This brief article outlines how organisations can structure and organise their insight initiatives to deliver the vital feedback loops to enable them to be responsive to customer requirements and heed the early warning signs, putting them in a stronger position to drive customer value and retain client relationships.

Market research and insight, like other functions, can and often is subject to internal hierarchies in terms of investment, influenced by the general predisposition of that organisation towards sales, product, risk, operations or marketing. Depending on that orientation, insight strategy may be elevated to core-critical status or subjugated to the more ‘operational’ demands for example customer communications or demand generation. Thus the insight programmes in place within numerous organisations may be anywhere along a spectrum from non-existent, to minimal, to balanced to strategic.

In the current environment of high volatility, low business and consumer confidence, customer actions can and have been swift with respect to renewals, new engagements and cancellations. Organisations need to be attuned to the factors which may give rise to adverse customer actions which have a financial impact.

Programme design factors

A holistic insight programme will be multi-dimensional:

  • Longitudinal – Survey points over time at a regular cadence e.g. every 3, 6 or 12 months
  • Point in time – Surveys triggered by specific events over the customer journey (e.g. onboarding, renewal, complaints)
  • Multi-lateral – Surveys at macro customer level (e.g. overall customer satisfaction) or at micro level (e.g. transactional level, such as ‘how was your service experience today?’)

To do:
**A)** Do these statements agree with the customer insight article? Answer yes or no for each and quote the deciding words. (i) Longitudinal surveys are run at a regular cadence, such as every 3, 6 or 12 months. (ii) Every organization treats insight strategy as core-critical. (iii) Multi-lateral surveys are carried out only at the macro customer level.
**B)** Continue the customer insight article, starting after its last bullet point.

Dataset excerpts:
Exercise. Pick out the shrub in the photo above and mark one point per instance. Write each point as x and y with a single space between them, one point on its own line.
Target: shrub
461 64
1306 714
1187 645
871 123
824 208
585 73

Answers to the problems:
**A)**
(i) Yes: "Survey points over time at a regular cadence e.g. every 3, 6 or 12 months"
(ii) No: "insight strategy may be elevated to core-critical status or subjugated to the more ‘operational’ demands"
(iii) No: "Surveys at macro customer level (e.g. overall customer satisfaction) or at micro level"

**B)**
An example:

Organisation A will run a customer satisfaction survey at a cadence of every 6 months to deliver feedback at sufficient frequency and align with annual performance review processes. Complementing this, automated surveys will be triggered on delivering specific services or at certain points in the customer relationship, ensuring feedback on the key ‘moments of truth’ in the relationship. In addition, surveys issued at the point of transaction deliver critical, ‘real time’ feedback on the fundamental operational aspects of the business, pinpointing issues for rapid resolution.

Takeaways for management teams:

  • Invest in a responsive insight programme, ensuring the customer experience can be understood at critical stages and moments in the client relationship
  • Ensure the programme delivers feedback longitudinally (over time), at specific points, and at various points
  • Ensure clear ownership and leadership (and therefore a single point of accountability) over insight strategy and consolidate insight practices whilst simultaneously focussing on best practice.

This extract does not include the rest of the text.